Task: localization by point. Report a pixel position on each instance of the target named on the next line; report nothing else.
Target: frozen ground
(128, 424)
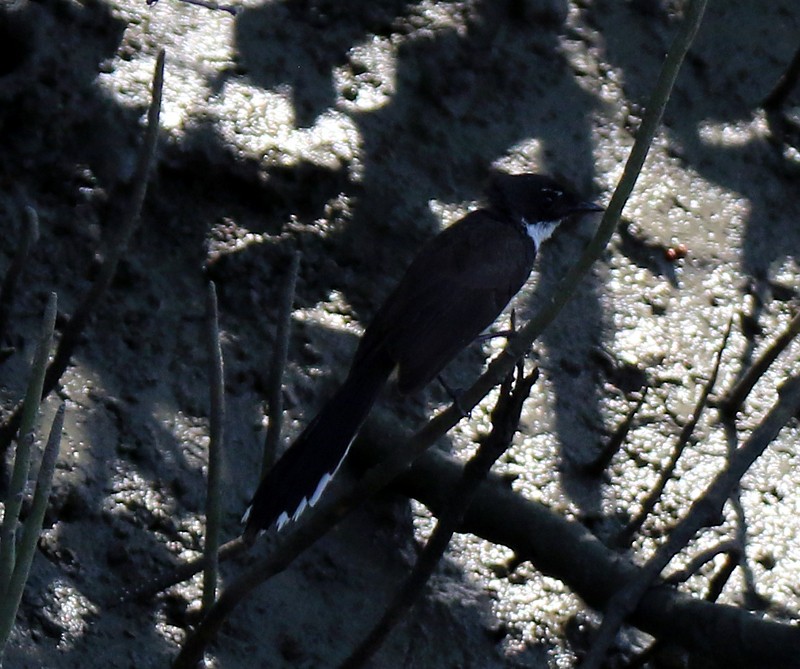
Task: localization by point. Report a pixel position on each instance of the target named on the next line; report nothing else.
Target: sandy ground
(353, 131)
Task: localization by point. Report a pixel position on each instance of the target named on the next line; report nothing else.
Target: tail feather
(300, 476)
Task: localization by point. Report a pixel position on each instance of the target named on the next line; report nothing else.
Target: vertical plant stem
(216, 437)
(31, 530)
(22, 456)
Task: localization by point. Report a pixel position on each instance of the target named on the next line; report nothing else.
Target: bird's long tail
(299, 477)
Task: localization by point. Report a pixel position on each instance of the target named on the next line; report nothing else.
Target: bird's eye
(551, 196)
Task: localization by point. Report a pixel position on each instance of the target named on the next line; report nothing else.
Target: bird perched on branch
(455, 288)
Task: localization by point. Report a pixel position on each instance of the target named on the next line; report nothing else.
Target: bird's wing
(454, 289)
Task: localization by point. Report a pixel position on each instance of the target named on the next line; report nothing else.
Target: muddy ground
(353, 131)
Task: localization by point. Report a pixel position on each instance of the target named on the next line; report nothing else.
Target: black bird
(454, 289)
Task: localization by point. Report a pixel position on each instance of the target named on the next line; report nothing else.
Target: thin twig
(72, 333)
(149, 589)
(30, 234)
(233, 10)
(505, 421)
(732, 403)
(787, 81)
(598, 465)
(699, 560)
(626, 535)
(326, 516)
(280, 353)
(215, 445)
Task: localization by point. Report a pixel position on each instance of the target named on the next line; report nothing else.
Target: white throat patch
(539, 231)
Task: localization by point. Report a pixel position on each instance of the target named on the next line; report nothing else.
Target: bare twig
(22, 456)
(30, 233)
(71, 335)
(731, 404)
(215, 446)
(149, 589)
(278, 365)
(626, 535)
(705, 511)
(233, 10)
(32, 529)
(505, 421)
(730, 548)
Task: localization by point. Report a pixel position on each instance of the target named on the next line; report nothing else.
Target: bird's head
(536, 202)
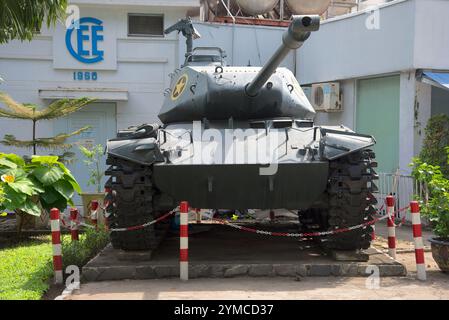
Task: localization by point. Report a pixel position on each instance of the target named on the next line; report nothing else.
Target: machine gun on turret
(188, 31)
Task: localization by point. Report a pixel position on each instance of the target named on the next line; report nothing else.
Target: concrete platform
(220, 251)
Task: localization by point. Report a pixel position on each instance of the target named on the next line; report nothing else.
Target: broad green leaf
(60, 203)
(37, 185)
(13, 199)
(73, 182)
(7, 163)
(48, 175)
(65, 188)
(18, 160)
(45, 159)
(23, 186)
(50, 195)
(31, 208)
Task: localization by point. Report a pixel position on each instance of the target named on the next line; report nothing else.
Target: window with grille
(145, 25)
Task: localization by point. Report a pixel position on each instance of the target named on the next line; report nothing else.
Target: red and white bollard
(184, 241)
(417, 237)
(94, 205)
(106, 204)
(391, 227)
(74, 224)
(56, 244)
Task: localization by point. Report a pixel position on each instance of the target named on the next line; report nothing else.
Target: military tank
(244, 138)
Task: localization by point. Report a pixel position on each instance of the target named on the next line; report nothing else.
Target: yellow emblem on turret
(179, 87)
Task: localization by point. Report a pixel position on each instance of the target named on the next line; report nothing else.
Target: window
(145, 25)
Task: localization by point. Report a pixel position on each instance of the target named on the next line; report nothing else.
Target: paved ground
(436, 287)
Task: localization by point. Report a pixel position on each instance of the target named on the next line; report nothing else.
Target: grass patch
(78, 253)
(25, 269)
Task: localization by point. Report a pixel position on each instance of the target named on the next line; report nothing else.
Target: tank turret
(205, 88)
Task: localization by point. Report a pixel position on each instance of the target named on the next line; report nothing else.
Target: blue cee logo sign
(82, 40)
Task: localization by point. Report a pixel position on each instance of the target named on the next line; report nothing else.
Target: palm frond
(57, 109)
(58, 141)
(62, 108)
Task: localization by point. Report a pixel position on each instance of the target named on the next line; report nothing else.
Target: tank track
(350, 200)
(131, 204)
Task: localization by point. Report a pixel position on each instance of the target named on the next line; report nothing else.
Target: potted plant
(434, 201)
(33, 186)
(93, 158)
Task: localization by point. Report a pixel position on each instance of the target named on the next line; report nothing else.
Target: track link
(131, 204)
(350, 200)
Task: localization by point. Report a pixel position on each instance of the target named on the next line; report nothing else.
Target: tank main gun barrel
(298, 32)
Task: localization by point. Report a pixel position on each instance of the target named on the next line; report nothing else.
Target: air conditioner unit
(326, 97)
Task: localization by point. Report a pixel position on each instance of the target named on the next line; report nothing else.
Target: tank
(308, 7)
(236, 137)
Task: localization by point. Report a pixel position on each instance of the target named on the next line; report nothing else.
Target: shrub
(436, 140)
(434, 195)
(30, 185)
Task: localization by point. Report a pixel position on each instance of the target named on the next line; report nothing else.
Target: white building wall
(142, 68)
(347, 116)
(345, 48)
(406, 120)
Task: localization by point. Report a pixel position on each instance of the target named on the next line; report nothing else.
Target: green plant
(34, 113)
(94, 156)
(435, 151)
(433, 195)
(31, 185)
(80, 252)
(25, 269)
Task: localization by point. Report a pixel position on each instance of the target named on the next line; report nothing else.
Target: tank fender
(143, 151)
(335, 144)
****
● To do: Quote in full the listing given above; the images are to be left out.

● Task solution:
Task: localization by point. Report a pixel position on each instance of the target named on the next line; report nothing else.
Target: frozen ground
(128, 424)
Task: localization by point. Report a pixel position on each instance of the target named on the next line; report nothing else.
Target: sandy ground
(353, 131)
Task: localization by point. Report a pixel position on each instance of the target named on the next line; report nothing else.
Target: tail feather
(300, 476)
Task: localization by point. Report a pixel position on each instance of the target named on the next line; report nothing else.
Target: vertical plant stem
(216, 437)
(31, 530)
(22, 456)
Task: localization by point. Report a pixel position on each instance of the target named on the next line; report nothing else.
Target: bird's long tail
(299, 477)
Task: localization by point. Report a pixel position on each instance of the target named on the next line; report nothing else.
Target: bird's eye
(551, 196)
Task: localization by point. Report a pixel position on each instance of the target named on the next line; report nothing else.
Target: bird perched on branch
(455, 288)
Task: localization by point. Report a pixel position on each instance of the target named on the next line; report nothing else.
Target: bird's wing
(454, 289)
Task: localization by point. Report a pixel position on each instance of the target named on the next line; report nothing else.
Target: muddy ground
(353, 131)
Task: localization by point. Report a pixel position on each instance of the target named on the next line; report nothing else.
Target: black bird
(454, 289)
Task: localization by point. Report a pixel position on each instance of the target named on the next line; report nothing else.
Target: thin twig
(72, 333)
(149, 589)
(30, 234)
(233, 10)
(505, 421)
(732, 403)
(787, 81)
(598, 465)
(699, 560)
(626, 535)
(326, 516)
(280, 353)
(215, 445)
Task: localization by point. Report a pixel position on each instance of the target named on the next line; report nothing else.
Target: white throat patch
(539, 231)
Task: localization by point. Report a pixel position on each instance of the target named on the next line; report nothing else.
Target: bare twig
(22, 456)
(30, 233)
(71, 335)
(731, 404)
(215, 446)
(149, 589)
(278, 365)
(626, 535)
(705, 511)
(233, 10)
(32, 529)
(505, 421)
(730, 548)
Task: localization by point. Report a pixel position on each instance of the target named on the next line; report nothing else.
Target: bird's head
(536, 202)
Task: localization by point. Report a pixel position on each instance of the target named on the next line; report nothing else.
Target: machine gun on turret
(188, 31)
Task: localization by point. Report a pixel position on each instance of the target named on the next line; report nothing else.
Target: concrete platform
(220, 251)
Task: localization by point. Report a pixel position on each instance of the target named on the next line; report nothing else.
Target: broad green leaf
(60, 203)
(37, 185)
(13, 199)
(73, 182)
(7, 163)
(48, 175)
(65, 188)
(18, 160)
(45, 159)
(23, 186)
(50, 195)
(31, 208)
Task: localization by point. Report a pixel position on each instance of the target named on the next line; report nothing else.
Target: window with grille
(145, 25)
Task: localization by point. Report a pixel position on each instance of the target named on the next line; report nothing else.
Target: red and white bollard
(184, 241)
(417, 237)
(94, 205)
(106, 204)
(391, 227)
(74, 224)
(56, 244)
Task: localization by point. Report a pixel position on each instance of the target named on the next line; report nothing else.
Target: military tank
(244, 138)
Task: localization by point. Report a pixel position on each instance of the target named on the next line; report nothing else.
Target: yellow emblem on turret
(179, 87)
Task: localization by point. Report a pixel position on each instance of the target named on the next line; report nothing else.
Target: window
(145, 25)
Task: localization by point. Report a pixel position on each instance of the target named on the next line; report nothing else.
Target: paved ground
(436, 287)
Task: localization by point. Report a pixel position on each instance of the target named on the next line; report nothing else.
Target: grass patch
(78, 253)
(25, 269)
Task: localization by point. Report a pixel position on each instance of the target named on the next line; report nothing else.
Target: tank turret
(205, 88)
Task: localization by point. Report a pixel position on each instance of the target named on the next line; report nothing else.
Target: blue cee logo sign
(82, 40)
Task: localization by point. Report a pixel position on each instance of the target named on the next line; report nothing else.
Target: palm frond
(57, 109)
(58, 141)
(62, 108)
Task: localization by point. Report a pixel position on each instance of the target named on the next line; report nothing else.
Target: tank track
(350, 200)
(131, 204)
Task: localization by point. Report a pixel position on each instance of the target named on the next line; report nothing else.
Target: potted plant
(434, 201)
(33, 186)
(93, 158)
Task: localization by point. Report a pixel position on each instance of the target named on the next line; report nothing else.
Target: track link
(131, 204)
(350, 200)
Task: localization by point. Report a pixel position on each instance of the target named on the next line; report nothing else.
Target: tank main gun barrel
(298, 32)
Task: localization by point. Report a pixel position on each instance of the target named on the next line; report nothing else.
Target: air conditioner unit
(326, 97)
Task: localization by point. Report a pixel position on each instance of the target named on the next line; report nothing else.
Target: tank
(308, 7)
(236, 137)
Task: localization by point. Report a pixel position on each instance of the target named on the next line; report nothing else.
Target: shrub
(436, 140)
(434, 195)
(30, 185)
Task: localization by point. Report a pixel position on each instance of the target named on the next line; report nothing else.
Target: white building wall
(142, 68)
(347, 116)
(345, 48)
(406, 120)
Task: localization by point. Report a pixel position on each instance of the target named on the next line; report nothing else.
Target: green plant
(34, 113)
(94, 156)
(435, 151)
(433, 195)
(31, 185)
(80, 252)
(25, 269)
Task: localization by point. Report a pixel position on each instance of the target named on the next line; report nothing else.
Target: tank fender
(143, 151)
(335, 144)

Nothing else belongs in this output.